文書の抜粋:
Q. 「今年が新盆の予定だが、親族を呼ばなくても大丈夫か。法要を行わない場合、どのように新盆を行えばよいか?」
A.親族の方に事情を説明し、ご家族だけで新盆を行っても良いのではないでしょうか。自宅に盆棚を飾り、新盆であれば、盆棚の周りを提灯や盆飾りでできるだけ明るく賑やかにし、白い無地の提灯「白紋天(しろもんてん)」を飾ります。

Q. 「毎年お盆には僧侶に棚経をお願いしていたが、今年はどうしたらよいか」
A.状況に鑑みて、不安があれば今年はご遠慮されても良いのではないでしょうか。お寺に事情をお伝えし、近親者だけで盆棚に手を合わせ、お食事をされて故人の霊をお迎えされても良いと思います。

■知っておきたい「お盆」の基本情報

Q:新盆(にいぼん)とは、どんな行事
新盆(にいぼん・あらぼん・しんぼん・はつぼん)とは、故人の四十九日が済んだ後、初めて迎えるお盆のことです。新盆には、故人の霊が初めて家に戻ってこられるので、普段のお盆よりも丁寧にお迎えします。僧侶を迎えて読経をしていただいたり、ご親戚や故人に縁があった方がお参りに来たりということもありますので、準備は通常のお盆よりは少し早めに行うことをおすすめします。

Q:お盆に準備すべき物は?
・盆提灯
お盆の期間中、「盆提灯」を飾ります。鎌倉時代、京都ではお盆に精霊を迎えるための目印として、門口に高い竿を立てて、その先に提灯を掲げる「高灯篭」が行われていました。その風習が、「盆提灯」に引き継がれたものだといわれます。

・盆棚
「盆棚」は、「精霊棚」ともいわれ、精霊をお迎えする祭壇です。棚にはござや真菰(まこも)を敷き、中央に位牌を安置します。ナスやキュウリで作った牛や馬、精進料理のお膳や、だんご、そうめん、季節の野菜や果物を供えます。また、洗った米になす、きゅうりなどを賽の目に刻んだものを混ぜて、はすの葉の上に盛り付けた「水の子」と呼ばれるものも備えます。棚の左右には灯篭、霊前灯、絵柄提灯を飾ります。

・迎え火・送り火
13日の夕方に自宅の門口などで「迎え火」を焚いて、霊を迎えます。「迎え火」はほうろくと呼ばれる素焼きのお皿の上でおがらを焚きます。15日の夜、もしくは16日に「送り火」を焚いて盆送りをします。精霊流しや灯籠流しなどで送る地域や宗派もありますが、最近ではそれができる海や川が少なくなっているようです。

取り組む課題:
1. お盆に関する文章のうち、「A.親族の方に事情を説明し、」を含む語句で始まり「迎えされても良いと思います。」で終わる部分を、一字も変えずにそのまま繰り返してもらえますか。
2. レコードの中から、「wall」という語を含む行を一つ残らず返してもらえますか。
お盆に関する文章とレコードは互いに無関係です。

課題用データ:
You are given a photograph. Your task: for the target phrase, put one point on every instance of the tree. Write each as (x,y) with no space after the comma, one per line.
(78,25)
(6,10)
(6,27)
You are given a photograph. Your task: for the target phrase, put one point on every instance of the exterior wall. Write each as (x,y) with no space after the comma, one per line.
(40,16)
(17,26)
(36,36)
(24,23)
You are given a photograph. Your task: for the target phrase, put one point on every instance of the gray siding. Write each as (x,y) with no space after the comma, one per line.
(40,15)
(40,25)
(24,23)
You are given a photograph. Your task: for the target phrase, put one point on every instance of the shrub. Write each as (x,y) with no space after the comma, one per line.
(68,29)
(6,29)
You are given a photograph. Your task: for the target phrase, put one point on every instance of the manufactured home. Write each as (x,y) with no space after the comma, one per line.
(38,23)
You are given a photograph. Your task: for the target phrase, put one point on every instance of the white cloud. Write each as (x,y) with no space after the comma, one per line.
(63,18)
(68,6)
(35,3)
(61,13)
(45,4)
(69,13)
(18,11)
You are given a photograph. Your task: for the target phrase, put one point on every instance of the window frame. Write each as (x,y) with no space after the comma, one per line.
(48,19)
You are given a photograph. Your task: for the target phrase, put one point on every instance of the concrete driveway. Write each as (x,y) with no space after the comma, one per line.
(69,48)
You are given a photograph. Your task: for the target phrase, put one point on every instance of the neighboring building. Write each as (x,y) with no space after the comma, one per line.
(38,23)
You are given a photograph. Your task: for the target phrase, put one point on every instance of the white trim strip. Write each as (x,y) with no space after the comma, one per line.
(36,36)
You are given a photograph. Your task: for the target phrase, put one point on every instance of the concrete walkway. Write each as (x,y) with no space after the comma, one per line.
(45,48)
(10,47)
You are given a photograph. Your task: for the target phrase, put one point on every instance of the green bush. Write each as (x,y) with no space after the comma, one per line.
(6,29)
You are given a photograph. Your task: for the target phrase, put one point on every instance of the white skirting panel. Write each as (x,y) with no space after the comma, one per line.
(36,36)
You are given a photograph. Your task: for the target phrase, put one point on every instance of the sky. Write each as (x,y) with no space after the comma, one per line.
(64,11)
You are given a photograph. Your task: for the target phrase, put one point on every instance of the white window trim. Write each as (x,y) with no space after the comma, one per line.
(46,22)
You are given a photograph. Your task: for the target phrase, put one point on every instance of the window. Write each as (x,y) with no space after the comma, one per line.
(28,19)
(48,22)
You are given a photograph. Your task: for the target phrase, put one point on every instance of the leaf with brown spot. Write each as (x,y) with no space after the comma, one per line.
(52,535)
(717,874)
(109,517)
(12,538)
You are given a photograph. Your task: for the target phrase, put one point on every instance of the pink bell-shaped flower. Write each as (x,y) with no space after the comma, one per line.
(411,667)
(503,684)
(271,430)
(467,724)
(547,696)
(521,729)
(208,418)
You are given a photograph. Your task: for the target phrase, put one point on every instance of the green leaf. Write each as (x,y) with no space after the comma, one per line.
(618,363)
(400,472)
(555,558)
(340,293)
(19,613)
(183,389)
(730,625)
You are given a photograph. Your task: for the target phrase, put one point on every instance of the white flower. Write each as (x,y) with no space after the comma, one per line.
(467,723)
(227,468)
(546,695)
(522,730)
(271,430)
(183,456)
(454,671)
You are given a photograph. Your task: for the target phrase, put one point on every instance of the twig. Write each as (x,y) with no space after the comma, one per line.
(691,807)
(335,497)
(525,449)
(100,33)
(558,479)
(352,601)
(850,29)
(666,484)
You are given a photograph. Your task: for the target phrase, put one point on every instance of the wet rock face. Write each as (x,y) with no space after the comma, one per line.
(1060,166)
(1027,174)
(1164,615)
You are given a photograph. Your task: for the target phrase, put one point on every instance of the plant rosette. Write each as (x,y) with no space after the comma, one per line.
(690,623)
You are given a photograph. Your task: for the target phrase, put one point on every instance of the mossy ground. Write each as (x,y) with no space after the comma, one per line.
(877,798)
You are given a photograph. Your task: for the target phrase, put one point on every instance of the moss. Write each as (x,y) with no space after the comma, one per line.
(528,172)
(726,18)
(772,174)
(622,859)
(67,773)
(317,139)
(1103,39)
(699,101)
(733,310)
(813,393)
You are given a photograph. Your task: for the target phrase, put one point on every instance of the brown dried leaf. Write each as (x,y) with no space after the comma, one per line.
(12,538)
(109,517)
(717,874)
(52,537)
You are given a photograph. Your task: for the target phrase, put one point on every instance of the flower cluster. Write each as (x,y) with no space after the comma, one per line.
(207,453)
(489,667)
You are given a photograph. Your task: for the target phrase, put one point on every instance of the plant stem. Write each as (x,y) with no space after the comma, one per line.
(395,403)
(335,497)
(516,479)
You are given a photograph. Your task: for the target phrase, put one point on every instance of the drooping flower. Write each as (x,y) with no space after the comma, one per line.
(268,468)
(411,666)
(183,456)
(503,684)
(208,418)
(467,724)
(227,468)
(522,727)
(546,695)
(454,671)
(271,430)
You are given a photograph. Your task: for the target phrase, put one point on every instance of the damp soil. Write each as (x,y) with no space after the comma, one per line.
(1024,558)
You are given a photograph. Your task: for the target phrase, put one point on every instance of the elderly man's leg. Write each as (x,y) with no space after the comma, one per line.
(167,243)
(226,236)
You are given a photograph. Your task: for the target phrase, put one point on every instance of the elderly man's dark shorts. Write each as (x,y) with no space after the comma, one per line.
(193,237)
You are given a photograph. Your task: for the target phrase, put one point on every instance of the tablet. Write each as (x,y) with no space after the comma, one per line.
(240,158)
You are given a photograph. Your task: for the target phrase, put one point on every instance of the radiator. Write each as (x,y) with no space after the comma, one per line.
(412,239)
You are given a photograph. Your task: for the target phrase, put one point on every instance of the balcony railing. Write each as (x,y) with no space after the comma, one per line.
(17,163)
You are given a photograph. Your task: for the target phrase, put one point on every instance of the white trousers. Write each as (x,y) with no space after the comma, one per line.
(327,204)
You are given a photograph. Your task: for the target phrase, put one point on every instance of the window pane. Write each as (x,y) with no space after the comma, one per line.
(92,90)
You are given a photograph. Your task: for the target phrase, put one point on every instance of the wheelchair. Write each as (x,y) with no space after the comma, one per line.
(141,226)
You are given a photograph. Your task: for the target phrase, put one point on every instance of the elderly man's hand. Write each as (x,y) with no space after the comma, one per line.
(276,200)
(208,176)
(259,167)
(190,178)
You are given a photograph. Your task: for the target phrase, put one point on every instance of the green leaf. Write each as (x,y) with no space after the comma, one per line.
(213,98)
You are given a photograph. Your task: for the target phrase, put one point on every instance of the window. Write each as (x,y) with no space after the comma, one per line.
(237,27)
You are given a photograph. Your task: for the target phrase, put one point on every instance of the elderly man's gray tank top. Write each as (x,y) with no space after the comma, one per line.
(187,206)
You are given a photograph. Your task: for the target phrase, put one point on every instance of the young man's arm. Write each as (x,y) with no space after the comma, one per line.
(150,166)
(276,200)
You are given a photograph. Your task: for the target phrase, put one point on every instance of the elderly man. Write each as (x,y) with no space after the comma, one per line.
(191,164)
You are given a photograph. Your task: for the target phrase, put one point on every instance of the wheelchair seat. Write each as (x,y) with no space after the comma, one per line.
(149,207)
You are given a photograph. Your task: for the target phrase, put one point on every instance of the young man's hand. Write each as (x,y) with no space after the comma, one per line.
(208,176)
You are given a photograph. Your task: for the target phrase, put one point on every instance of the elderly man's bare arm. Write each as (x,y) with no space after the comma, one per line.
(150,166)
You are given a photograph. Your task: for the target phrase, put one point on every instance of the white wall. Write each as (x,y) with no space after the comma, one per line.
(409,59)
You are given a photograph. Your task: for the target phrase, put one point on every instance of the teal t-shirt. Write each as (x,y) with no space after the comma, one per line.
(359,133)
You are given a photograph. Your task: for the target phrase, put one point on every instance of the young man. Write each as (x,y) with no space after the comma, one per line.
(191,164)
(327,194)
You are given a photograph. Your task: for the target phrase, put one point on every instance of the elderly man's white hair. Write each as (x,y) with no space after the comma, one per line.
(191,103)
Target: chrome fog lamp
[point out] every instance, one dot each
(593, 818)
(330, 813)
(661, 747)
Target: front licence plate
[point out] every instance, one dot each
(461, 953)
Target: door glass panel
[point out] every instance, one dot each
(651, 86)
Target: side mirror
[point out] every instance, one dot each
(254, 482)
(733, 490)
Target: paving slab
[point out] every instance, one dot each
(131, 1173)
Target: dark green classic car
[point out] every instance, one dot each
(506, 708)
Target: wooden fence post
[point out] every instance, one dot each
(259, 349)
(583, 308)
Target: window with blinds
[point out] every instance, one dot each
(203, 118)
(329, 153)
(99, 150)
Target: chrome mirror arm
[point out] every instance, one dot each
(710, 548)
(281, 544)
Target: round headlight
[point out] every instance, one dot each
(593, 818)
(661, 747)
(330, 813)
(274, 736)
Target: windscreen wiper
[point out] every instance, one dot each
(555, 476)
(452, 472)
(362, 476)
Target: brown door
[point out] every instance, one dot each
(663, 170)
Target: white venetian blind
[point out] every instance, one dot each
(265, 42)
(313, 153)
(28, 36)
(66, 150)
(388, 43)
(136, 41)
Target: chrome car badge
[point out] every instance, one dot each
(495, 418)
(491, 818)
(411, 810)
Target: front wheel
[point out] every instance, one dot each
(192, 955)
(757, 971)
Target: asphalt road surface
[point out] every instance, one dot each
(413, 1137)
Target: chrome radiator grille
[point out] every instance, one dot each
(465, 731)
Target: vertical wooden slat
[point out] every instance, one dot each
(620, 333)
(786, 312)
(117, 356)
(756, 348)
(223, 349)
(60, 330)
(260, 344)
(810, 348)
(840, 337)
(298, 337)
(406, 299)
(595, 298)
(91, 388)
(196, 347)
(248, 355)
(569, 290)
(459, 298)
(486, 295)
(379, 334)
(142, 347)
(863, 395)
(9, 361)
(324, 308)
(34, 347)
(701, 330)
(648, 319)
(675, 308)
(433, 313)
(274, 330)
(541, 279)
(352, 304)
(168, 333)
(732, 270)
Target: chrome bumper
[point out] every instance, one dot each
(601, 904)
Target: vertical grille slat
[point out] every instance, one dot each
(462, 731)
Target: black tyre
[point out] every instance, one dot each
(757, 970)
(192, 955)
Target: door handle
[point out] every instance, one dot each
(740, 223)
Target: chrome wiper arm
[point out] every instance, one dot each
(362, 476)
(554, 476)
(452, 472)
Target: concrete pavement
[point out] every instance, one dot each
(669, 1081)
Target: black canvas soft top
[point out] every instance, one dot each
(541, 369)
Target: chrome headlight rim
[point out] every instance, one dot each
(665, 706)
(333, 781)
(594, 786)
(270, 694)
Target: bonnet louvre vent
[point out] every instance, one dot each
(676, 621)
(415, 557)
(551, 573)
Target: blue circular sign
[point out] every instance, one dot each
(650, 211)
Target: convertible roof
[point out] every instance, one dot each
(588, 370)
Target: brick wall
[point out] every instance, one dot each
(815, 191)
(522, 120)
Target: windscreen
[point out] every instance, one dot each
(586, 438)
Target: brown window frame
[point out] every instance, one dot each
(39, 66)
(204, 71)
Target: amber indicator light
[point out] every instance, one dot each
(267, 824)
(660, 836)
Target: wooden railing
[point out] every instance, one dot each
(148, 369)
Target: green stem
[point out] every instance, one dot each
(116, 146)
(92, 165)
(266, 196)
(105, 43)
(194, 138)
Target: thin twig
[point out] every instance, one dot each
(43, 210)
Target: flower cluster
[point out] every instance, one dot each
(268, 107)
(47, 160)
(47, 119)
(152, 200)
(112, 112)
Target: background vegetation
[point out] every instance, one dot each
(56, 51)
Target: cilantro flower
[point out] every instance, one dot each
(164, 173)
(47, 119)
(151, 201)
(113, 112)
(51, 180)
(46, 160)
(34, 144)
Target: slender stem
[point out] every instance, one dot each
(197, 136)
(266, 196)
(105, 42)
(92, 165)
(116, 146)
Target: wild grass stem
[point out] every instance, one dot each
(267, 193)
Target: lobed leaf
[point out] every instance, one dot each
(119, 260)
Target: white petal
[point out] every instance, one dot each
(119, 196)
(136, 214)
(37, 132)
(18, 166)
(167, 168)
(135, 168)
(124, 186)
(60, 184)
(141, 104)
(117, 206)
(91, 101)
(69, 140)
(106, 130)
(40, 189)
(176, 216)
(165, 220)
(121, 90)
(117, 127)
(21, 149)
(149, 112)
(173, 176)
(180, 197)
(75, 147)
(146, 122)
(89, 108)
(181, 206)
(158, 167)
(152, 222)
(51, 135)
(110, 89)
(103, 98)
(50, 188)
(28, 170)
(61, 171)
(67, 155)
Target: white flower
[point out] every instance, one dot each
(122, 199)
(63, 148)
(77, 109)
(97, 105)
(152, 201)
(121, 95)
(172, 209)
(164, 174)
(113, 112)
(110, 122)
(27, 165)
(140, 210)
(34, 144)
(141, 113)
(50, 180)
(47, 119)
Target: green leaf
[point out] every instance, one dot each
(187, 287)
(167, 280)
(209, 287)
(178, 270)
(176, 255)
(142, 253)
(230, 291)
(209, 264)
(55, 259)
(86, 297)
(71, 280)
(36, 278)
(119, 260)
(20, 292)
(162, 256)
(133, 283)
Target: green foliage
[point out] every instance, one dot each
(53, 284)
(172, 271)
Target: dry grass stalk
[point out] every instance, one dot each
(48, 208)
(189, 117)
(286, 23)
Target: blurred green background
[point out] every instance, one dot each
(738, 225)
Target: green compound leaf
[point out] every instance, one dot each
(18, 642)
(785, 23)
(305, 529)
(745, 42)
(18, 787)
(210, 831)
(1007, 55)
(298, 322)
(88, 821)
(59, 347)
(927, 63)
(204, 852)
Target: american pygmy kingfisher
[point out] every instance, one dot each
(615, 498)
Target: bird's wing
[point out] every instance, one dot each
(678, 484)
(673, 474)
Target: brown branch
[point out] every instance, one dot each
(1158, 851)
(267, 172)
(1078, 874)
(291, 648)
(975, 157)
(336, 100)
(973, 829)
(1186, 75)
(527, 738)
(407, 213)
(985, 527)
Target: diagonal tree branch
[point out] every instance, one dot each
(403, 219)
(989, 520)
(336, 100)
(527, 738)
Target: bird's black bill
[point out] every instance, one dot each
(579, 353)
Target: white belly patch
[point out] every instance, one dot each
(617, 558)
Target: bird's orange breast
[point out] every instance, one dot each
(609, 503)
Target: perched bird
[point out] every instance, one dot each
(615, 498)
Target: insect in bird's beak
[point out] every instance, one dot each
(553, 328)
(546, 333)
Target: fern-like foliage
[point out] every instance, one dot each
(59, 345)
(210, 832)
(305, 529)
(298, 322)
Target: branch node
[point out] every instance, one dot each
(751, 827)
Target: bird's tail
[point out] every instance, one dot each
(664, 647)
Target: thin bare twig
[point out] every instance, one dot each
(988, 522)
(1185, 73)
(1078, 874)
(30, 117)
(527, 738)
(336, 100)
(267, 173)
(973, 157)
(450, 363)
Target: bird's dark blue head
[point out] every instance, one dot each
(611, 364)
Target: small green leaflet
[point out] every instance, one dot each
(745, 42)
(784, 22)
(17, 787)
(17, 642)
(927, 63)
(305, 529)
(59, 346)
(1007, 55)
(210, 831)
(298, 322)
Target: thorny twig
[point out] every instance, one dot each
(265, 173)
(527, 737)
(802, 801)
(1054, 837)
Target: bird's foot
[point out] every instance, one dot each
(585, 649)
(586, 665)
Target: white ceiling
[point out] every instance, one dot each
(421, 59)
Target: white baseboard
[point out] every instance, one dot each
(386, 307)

課題ごとの解答:
1.
A.親族の方に事情を説明し、ご家族だけで新盆を行っても良いのではないでしょうか。自宅に盆棚を飾り、新盆であれば、盆棚の周りを提灯や盆飾りでできるだけ明るく賑やかにし、白い無地の提灯「白紋天(しろもんてん)」を飾ります。

Q. 「毎年お盆には僧侶に棚経をお願いしていたが、今年はどうしたらよいか」
A.状況に鑑みて、不安があれば今年はご遠慮されても良いのではないでしょうか。お寺に事情をお伝えし、近親者だけで盆棚に手を合わせ、お食事をされて故人の霊をお迎えされても良いと思います。

2.
You are given a photograph. Your task: for the target phrase, put one point on every instance of the exterior wall. Write each as (x,y) with no space after the comma, one per line.
You are given a photograph. Your task: for the target phrase, put one point on every instance of the white wall. Write each as (x,y) with no space after the comma, one per line.
Target: brick wall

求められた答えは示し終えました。